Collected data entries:

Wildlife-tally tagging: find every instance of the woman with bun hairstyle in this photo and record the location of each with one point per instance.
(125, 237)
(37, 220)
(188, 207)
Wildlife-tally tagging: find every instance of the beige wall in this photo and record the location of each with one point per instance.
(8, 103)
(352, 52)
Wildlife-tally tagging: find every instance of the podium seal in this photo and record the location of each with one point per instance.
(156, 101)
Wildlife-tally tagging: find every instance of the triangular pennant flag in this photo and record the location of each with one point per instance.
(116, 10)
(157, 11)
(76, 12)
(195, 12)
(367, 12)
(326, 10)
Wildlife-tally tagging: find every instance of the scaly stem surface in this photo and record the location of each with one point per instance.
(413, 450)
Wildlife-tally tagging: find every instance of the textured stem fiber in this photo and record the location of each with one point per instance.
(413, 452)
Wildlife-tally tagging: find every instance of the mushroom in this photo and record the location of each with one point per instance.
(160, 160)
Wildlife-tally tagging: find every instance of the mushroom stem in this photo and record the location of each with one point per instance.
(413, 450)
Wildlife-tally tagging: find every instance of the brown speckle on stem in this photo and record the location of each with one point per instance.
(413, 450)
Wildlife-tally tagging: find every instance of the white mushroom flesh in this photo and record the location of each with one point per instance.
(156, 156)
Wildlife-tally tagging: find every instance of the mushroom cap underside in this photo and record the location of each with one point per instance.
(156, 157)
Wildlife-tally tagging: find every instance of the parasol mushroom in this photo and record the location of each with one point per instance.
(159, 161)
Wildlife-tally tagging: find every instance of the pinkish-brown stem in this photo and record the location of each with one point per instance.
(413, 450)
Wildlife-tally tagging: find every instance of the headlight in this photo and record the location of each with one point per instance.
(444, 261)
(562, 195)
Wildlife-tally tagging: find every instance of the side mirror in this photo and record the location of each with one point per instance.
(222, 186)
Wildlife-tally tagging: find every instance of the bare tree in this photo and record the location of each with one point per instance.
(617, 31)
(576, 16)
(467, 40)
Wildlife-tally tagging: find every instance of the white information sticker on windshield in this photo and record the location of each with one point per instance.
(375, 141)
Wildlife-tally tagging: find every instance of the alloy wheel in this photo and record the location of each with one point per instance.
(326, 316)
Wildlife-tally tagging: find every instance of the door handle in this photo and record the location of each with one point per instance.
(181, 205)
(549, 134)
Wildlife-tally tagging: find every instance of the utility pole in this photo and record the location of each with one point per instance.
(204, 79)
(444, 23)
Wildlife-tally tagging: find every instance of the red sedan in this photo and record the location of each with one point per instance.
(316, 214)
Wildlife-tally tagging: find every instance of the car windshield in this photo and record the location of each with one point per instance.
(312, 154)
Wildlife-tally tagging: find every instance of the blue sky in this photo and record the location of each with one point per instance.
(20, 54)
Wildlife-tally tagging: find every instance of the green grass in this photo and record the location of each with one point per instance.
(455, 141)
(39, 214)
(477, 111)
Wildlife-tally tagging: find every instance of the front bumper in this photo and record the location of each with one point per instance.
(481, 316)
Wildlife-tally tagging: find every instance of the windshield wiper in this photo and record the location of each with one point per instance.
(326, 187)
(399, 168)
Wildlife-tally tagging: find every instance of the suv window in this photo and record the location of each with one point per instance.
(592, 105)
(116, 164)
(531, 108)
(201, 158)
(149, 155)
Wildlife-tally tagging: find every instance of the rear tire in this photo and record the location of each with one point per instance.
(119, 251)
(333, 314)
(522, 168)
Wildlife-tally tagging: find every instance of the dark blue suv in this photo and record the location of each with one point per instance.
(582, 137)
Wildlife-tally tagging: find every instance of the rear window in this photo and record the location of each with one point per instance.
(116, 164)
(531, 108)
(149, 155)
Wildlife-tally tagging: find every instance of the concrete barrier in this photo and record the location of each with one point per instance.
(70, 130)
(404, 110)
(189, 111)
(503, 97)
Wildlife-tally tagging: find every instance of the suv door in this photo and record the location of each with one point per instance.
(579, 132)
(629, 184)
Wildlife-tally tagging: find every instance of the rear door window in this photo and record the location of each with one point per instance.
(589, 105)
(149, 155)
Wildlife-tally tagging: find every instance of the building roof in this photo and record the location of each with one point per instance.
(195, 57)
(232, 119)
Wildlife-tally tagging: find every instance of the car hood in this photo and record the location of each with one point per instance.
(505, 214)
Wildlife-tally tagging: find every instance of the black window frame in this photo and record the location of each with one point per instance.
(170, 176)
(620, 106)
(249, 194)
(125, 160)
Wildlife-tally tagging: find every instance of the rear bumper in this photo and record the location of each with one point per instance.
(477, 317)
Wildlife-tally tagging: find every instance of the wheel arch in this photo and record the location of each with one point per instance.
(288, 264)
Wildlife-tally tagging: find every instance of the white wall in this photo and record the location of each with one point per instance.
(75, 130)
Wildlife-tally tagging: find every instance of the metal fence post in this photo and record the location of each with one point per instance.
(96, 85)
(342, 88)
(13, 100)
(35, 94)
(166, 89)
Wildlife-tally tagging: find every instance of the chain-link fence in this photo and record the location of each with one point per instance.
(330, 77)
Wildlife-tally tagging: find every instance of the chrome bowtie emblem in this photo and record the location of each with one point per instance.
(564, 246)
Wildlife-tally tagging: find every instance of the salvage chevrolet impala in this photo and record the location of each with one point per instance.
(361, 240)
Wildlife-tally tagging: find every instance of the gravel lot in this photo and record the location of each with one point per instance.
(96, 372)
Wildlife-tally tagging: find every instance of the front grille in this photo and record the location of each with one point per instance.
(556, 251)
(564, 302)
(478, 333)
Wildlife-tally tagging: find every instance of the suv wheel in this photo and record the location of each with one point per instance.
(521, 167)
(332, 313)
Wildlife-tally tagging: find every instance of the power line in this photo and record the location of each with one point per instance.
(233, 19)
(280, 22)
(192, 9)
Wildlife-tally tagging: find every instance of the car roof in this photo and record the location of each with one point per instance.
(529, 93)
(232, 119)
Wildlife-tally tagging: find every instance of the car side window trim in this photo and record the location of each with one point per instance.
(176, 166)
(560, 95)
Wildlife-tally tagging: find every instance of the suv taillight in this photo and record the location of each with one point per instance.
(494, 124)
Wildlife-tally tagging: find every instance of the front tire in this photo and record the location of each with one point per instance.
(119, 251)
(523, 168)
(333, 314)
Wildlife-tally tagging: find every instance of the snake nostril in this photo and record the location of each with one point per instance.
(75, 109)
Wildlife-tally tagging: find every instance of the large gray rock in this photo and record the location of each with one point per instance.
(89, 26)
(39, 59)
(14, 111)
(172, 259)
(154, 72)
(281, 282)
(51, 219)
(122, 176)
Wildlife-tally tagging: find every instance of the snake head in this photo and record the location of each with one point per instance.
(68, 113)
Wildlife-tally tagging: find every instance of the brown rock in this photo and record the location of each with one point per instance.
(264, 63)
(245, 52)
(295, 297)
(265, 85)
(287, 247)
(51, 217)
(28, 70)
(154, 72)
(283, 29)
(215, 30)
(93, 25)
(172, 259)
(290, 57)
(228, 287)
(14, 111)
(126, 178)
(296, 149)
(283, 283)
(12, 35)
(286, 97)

■ Task objective
Please rewrite all the items above as a numbered list, leaving out any blank lines.

■ Output below
1. Wildlife-tally tagging: find every instance of the woman with bun hairstyle in this photo and record the location of each with one point per instance.
2. (125, 237)
3. (37, 220)
4. (188, 207)
5. Wildlife-tally tagging: find every instance of the beige wall in this photo and record the location of each with one point per instance.
6. (8, 103)
7. (352, 52)
8. Wildlife-tally tagging: find every instance of the podium seal in this photo and record the location of each with one point per instance.
9. (156, 101)
10. Wildlife-tally tagging: find every instance of the triangular pennant flag in this photo and record the location of each with one point per instance.
11. (116, 10)
12. (157, 11)
13. (76, 12)
14. (195, 12)
15. (367, 12)
16. (326, 10)
17. Wildlife-tally tagging: find every instance of the scaly stem surface in this photo and record the location of each with one point per instance.
18. (413, 450)
19. Wildlife-tally tagging: find every instance of the textured stem fiber in this photo and record the location of each with one point per instance.
20. (413, 452)
21. Wildlife-tally tagging: find every instance of the mushroom in this photo and record the location of each with one point per instance.
22. (160, 160)
23. Wildlife-tally tagging: find every instance of the mushroom stem in this photo and record the location of each with one point per instance.
24. (413, 450)
25. Wildlife-tally tagging: find every instance of the brown speckle on stem in this photo and record the location of each with one point per instance.
26. (413, 450)
27. Wildlife-tally tagging: find every instance of the white mushroom flesh in this photo and record the location of each with one point per instance.
28. (156, 156)
29. Wildlife-tally tagging: find every instance of the mushroom cap underside in this photo and record the location of each with one point per instance.
30. (156, 157)
31. Wildlife-tally tagging: find every instance of the parasol mushroom in this photo and record the location of each with one point per instance.
32. (159, 161)
33. Wildlife-tally tagging: find every instance of the pinkish-brown stem in this photo and record the location of each with one point per instance.
34. (413, 450)
35. Wildlife-tally tagging: find every instance of the headlight in this photo and record the location of each with one point per instance.
36. (444, 261)
37. (562, 195)
38. Wildlife-tally tagging: find every instance of the side mirror in this photo and record the location of each with one point per instance.
39. (222, 186)
40. Wildlife-tally tagging: find every instance of the bare tree in this photo and record the location of each with one point per instance.
41. (617, 31)
42. (576, 16)
43. (467, 40)
44. Wildlife-tally tagging: find every instance of the white information sticker on windshield in this photo and record the location of each with one point per instance.
45. (375, 141)
46. Wildlife-tally tagging: find every instance of the alloy wheel in this photo and record the location of each with one point per instance.
47. (326, 316)
48. Wildlife-tally tagging: find every instance of the door handle in this photo and record the location of each with one point per instance.
49. (181, 205)
50. (549, 134)
51. Wildlife-tally tagging: find every instance of the utility pole in this photo and record the location of each with one point per instance.
52. (204, 79)
53. (444, 23)
54. Wildlife-tally tagging: find every instance of the red sedan in this photo and record the location of each with one point per instance.
55. (316, 214)
56. Wildlife-tally tagging: find every instance of the car windshield in this photo and record the location of each with one point per instance.
57. (312, 154)
58. Wildlife-tally tagging: find every instance of the blue sky in this photo and record the location of each with one point per instance.
59. (20, 54)
60. Wildlife-tally tagging: find every instance of the green grass in this photo and record the location of each with one point per instance.
61. (455, 141)
62. (39, 214)
63. (477, 111)
64. Wildlife-tally tagging: find every instance of the front bumper in this photo and record the location of each with one point per instance.
65. (481, 316)
66. Wildlife-tally tagging: find every instance of the windshield wiper in this photo and record the location of each with one point per instance.
67. (326, 187)
68. (399, 168)
69. Wildlife-tally tagging: find every instance of the suv window in this photo and record the location of each with one point per instance.
70. (592, 105)
71. (116, 164)
72. (531, 108)
73. (201, 158)
74. (149, 155)
75. Wildlife-tally tagging: find every instance of the rear tire in this photo and record the location of each with one point per instance.
76. (119, 251)
77. (333, 314)
78. (522, 168)
79. Wildlife-tally tagging: find every instance of the dark blue suv in this photo and record the location of each with one point per instance.
80. (582, 137)
81. Wildlife-tally tagging: find every instance of the rear window in this photo and record the location of each with one point per instance.
82. (116, 164)
83. (531, 108)
84. (149, 155)
85. Wildlife-tally tagging: find every instance of the concrete barrier in this photo and record the location of each with one point per instance.
86. (70, 130)
87. (404, 110)
88. (189, 111)
89. (503, 97)
90. Wildlife-tally tagging: find every instance of the suv door in this photo and record the location of each with one point per instance.
91. (579, 132)
92. (629, 184)
93. Wildlife-tally tagging: find every instance of the rear door window in this photo and record the location of each with one point per instance.
94. (589, 105)
95. (149, 155)
96. Wildlife-tally tagging: find every instance of the building roof in this photo and record the location of each with one point per instance.
97. (195, 57)
98. (232, 119)
99. Wildlife-tally tagging: find every instance of the car hood in this photo and record the location of each with one point per instance.
100. (505, 214)
101. Wildlife-tally tagging: find every instance of the black window frame in this photo and record the location of each with one point per instance.
102. (170, 176)
103. (620, 106)
104. (249, 194)
105. (125, 160)
106. Wildlife-tally tagging: find every instance of the rear bumper in this photo and record the location of each with one point per instance.
107. (477, 317)
108. Wildlife-tally tagging: find every instance of the wheel arch in this photo and record the location of each with one point per instance.
109. (288, 264)
110. Wildlife-tally tagging: find every instance of the white wall in this photo and record the location of each with one point per instance.
111. (75, 130)
112. Wildlife-tally tagging: find every instance of the metal fence post in this photo and record the location of each with one point per instance.
113. (96, 85)
114. (342, 88)
115. (13, 100)
116. (35, 94)
117. (166, 89)
118. Wildlife-tally tagging: find every instance of the chain-link fence in this photo and record the location of each with one point per instance.
119. (330, 77)
120. Wildlife-tally tagging: find every instance of the chrome bowtie emblem in this photo and record the location of each with one point per instance.
121. (564, 246)
122. Wildlife-tally tagging: find every instance of the salvage chevrolet impala in this photo and record the location of each with one point per instance.
123. (361, 240)
124. Wildlife-tally tagging: find every instance of the gravel lot in this photo and record the location of each with one point per instance.
125. (96, 372)
126. Wildlife-tally tagging: find every instance of the front grille in this photo and record the location of each with one point per instance.
127. (556, 251)
128. (564, 302)
129. (478, 333)
130. Wildlife-tally tagging: find every instance of the suv wheel in this photo and record the location of each with one point per instance.
131. (521, 167)
132. (332, 313)
133. Wildlife-tally tagging: find every instance of the power line in this photo and record the location of each with one point per instance.
134. (233, 19)
135. (280, 22)
136. (192, 9)
137. Wildlife-tally tagging: find every instance of the car roof in this photo and record the location of each with one point per instance.
138. (529, 93)
139. (232, 119)
140. Wildlife-tally tagging: find every instance of the car side window trim in this photo and record the location of each with one point per instance.
141. (176, 166)
142. (560, 95)
143. Wildlife-tally tagging: find every instance of the suv taillight in this photo and record the location of each with one point per instance.
144. (494, 124)
145. Wildlife-tally tagging: find every instance of the front tire in this photo and record the location of each with one point per instance.
146. (119, 251)
147. (523, 168)
148. (333, 314)
149. Wildlife-tally tagging: find every instance of the snake nostril in this photo and record the location of each with one point per instance.
150. (75, 109)
151. Wildlife-tally tagging: find every instance of the large gray rock in this photo and record the location of each with one point per instance.
152. (89, 26)
153. (39, 59)
154. (14, 111)
155. (172, 259)
156. (154, 72)
157. (281, 282)
158. (51, 219)
159. (122, 176)
160. Wildlife-tally tagging: find every instance of the snake head in this photo and record the location of each with one point per instance.
161. (68, 113)
162. Wildlife-tally tagging: find every instance of the brown rock in this photo and record the location of each with one point per instance.
163. (264, 63)
164. (245, 52)
165. (295, 297)
166. (265, 85)
167. (287, 247)
168. (51, 217)
169. (28, 70)
170. (154, 72)
171. (283, 29)
172. (215, 30)
173. (93, 25)
174. (172, 259)
175. (290, 57)
176. (228, 287)
177. (14, 111)
178. (126, 178)
179. (296, 149)
180. (283, 283)
181. (12, 35)
182. (286, 97)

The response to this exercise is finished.